## What you have to do
Rewrite the lines of the data as a JSON list of strings, one string per line with any blank lines omitted, starting with the line that contains "of the sign" and continuing through the end of the data.

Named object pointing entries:
---*---
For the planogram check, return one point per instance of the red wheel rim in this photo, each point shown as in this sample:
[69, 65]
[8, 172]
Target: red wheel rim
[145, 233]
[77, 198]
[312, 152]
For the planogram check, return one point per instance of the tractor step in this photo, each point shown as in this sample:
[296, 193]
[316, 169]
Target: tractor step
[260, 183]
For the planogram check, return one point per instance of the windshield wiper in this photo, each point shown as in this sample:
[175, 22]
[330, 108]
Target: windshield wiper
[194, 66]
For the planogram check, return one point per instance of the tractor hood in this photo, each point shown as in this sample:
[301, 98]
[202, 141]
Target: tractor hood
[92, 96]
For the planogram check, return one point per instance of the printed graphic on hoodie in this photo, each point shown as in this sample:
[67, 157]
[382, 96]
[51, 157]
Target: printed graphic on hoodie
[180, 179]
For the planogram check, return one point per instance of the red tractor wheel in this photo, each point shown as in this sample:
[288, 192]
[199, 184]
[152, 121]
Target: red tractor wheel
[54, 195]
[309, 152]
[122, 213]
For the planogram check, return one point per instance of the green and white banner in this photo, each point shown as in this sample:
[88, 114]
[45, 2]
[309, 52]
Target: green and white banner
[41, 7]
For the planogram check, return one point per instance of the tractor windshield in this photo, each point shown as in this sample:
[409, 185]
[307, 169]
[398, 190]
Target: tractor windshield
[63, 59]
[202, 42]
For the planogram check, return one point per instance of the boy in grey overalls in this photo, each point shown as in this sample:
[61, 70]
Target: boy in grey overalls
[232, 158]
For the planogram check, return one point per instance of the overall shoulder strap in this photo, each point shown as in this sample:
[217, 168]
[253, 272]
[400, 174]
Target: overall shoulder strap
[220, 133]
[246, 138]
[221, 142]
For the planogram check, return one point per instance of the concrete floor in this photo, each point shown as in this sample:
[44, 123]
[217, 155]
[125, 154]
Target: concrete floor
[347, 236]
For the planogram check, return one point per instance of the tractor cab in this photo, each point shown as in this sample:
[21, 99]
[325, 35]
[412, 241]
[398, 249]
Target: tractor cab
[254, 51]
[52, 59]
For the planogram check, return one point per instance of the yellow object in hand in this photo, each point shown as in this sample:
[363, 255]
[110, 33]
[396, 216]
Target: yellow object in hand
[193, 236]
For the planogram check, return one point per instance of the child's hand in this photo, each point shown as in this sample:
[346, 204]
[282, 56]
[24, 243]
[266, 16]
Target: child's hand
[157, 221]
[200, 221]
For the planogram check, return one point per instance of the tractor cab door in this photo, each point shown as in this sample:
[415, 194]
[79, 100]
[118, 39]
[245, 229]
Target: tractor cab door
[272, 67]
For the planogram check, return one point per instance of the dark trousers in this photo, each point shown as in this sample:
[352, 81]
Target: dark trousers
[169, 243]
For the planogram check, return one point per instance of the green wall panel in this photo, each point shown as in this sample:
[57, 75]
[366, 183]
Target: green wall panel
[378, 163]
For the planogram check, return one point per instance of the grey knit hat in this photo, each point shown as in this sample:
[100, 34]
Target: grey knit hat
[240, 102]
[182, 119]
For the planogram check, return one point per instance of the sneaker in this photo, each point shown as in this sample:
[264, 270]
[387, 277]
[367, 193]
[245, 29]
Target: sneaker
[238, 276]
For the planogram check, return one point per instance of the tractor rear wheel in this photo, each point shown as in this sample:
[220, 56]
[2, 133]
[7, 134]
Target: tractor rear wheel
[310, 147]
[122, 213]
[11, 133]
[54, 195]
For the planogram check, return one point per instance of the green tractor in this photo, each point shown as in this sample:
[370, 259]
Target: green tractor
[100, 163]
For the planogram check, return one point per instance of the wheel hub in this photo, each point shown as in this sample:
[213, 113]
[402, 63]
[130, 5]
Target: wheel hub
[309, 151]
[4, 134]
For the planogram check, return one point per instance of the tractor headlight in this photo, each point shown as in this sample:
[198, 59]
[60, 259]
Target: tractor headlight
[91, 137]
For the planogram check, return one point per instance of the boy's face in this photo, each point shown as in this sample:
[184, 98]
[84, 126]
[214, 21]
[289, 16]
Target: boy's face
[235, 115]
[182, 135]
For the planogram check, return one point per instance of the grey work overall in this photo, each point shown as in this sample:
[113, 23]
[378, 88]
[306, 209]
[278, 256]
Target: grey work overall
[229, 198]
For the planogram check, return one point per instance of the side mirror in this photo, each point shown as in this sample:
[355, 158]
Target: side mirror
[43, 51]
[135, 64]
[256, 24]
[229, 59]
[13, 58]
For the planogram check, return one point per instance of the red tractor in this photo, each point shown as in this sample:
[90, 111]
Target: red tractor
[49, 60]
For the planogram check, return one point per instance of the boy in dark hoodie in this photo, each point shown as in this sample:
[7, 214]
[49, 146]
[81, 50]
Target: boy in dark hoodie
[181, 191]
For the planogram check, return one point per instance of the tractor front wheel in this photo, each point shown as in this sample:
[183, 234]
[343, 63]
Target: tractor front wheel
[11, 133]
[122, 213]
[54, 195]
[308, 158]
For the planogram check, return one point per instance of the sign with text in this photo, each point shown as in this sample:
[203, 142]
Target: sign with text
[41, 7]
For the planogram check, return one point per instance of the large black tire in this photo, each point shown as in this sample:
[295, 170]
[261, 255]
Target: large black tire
---*---
## The reply
[
  "For the planogram check, return one point per instance of the sign with text in this photo, each point shown as in this sample:",
  "[203, 142]",
  "Target: sign with text",
  "[41, 7]",
  "For the planogram check, return one point per instance of the large black tire in this photo, each point shown as in this sample:",
  "[295, 170]",
  "[261, 255]",
  "Target: large black tire"
]